[Saved entries]

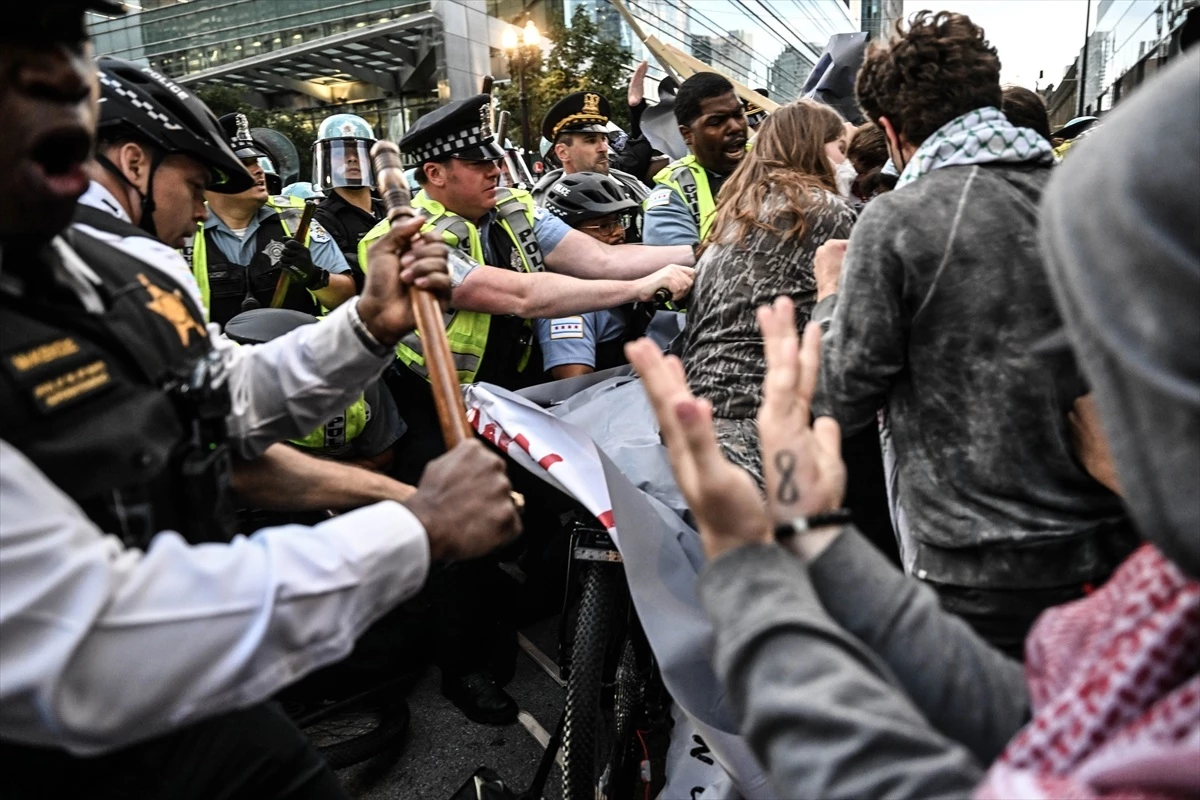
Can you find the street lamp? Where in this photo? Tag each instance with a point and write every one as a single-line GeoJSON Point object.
{"type": "Point", "coordinates": [521, 43]}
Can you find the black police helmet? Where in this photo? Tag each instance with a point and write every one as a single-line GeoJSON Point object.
{"type": "Point", "coordinates": [259, 325]}
{"type": "Point", "coordinates": [150, 107]}
{"type": "Point", "coordinates": [580, 197]}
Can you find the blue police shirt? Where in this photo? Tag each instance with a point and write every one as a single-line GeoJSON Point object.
{"type": "Point", "coordinates": [666, 220]}
{"type": "Point", "coordinates": [573, 340]}
{"type": "Point", "coordinates": [324, 250]}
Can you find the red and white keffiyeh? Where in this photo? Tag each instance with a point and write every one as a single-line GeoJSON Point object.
{"type": "Point", "coordinates": [1115, 690]}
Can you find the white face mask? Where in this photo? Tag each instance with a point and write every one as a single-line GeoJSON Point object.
{"type": "Point", "coordinates": [845, 173]}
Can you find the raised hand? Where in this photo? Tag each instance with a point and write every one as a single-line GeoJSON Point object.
{"type": "Point", "coordinates": [802, 463]}
{"type": "Point", "coordinates": [637, 84]}
{"type": "Point", "coordinates": [465, 501]}
{"type": "Point", "coordinates": [725, 499]}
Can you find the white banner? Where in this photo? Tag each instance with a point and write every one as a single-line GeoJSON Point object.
{"type": "Point", "coordinates": [661, 558]}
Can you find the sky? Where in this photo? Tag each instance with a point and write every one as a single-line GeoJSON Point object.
{"type": "Point", "coordinates": [1030, 35]}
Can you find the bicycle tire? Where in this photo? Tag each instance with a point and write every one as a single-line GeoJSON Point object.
{"type": "Point", "coordinates": [585, 683]}
{"type": "Point", "coordinates": [349, 733]}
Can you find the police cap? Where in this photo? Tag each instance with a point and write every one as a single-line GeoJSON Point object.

* Instructions to follow:
Take the lines above from the one holding "Can you find the sky?" to the last and output them exactly.

* Exercise response:
Can you find the sky? Where in this photo? Tag each instance with a point and write every one as a single-line GeoJSON Point object.
{"type": "Point", "coordinates": [1030, 35]}
Can you find the bicycle tire? Where in this photo? Tag each instance with a point and write every one as a single-line GeoJSON Point object.
{"type": "Point", "coordinates": [585, 683]}
{"type": "Point", "coordinates": [349, 733]}
Can you find the police cap? Where in this photo? Tag each instance with a point and write every one as a single-line GeoJSON Point object.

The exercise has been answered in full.